PROMPT: Gather every line in the records below that contains the word "stone", and copy each one out in full.

Records:
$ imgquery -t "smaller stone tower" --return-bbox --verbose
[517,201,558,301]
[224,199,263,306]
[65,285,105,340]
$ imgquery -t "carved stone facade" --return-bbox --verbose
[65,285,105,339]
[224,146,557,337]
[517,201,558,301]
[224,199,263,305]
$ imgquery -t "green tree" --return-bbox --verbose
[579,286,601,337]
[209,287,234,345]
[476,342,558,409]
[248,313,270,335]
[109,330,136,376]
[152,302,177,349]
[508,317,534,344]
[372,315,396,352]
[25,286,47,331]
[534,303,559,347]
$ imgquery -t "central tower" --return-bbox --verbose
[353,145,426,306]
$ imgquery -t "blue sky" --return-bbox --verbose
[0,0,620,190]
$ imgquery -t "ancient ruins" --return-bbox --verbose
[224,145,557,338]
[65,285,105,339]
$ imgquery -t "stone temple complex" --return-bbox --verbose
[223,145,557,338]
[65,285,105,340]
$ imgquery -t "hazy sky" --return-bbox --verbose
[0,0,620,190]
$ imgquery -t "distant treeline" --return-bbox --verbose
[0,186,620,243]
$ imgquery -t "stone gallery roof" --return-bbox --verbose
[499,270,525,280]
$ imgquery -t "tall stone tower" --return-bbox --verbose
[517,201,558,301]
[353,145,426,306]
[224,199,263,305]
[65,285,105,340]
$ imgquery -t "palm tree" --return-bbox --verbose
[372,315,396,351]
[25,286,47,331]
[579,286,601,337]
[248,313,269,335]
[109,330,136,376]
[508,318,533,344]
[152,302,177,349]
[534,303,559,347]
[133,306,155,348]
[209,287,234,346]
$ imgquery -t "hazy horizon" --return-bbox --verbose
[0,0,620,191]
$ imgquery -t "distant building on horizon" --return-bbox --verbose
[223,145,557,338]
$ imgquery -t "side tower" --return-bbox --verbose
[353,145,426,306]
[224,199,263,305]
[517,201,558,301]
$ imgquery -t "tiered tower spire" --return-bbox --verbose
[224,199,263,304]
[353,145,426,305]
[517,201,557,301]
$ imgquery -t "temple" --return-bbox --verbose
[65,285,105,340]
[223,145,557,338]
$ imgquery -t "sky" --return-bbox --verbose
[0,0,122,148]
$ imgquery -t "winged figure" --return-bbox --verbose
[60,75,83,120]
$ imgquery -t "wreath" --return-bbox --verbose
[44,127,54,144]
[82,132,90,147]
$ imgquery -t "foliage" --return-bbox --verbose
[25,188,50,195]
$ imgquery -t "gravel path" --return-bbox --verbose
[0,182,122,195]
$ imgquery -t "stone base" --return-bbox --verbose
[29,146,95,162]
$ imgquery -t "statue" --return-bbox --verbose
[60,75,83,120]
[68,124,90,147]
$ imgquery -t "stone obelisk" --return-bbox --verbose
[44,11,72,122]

COMPLETE OUTPUT:
$ imgquery -t "smaller stone tower" --return-bbox --verbose
$ imgquery -t "carved stone facade" --return-bbox --verbose
$ imgquery -t "stone temple complex" --return-bbox --verbose
$ imgquery -t "stone gallery roof" --return-bbox --verbose
$ imgquery -t "tall stone tower" --return-bbox --verbose
$ imgquery -t "stone base" --return-bbox --verbose
$ imgquery -t "stone obelisk" --return-bbox --verbose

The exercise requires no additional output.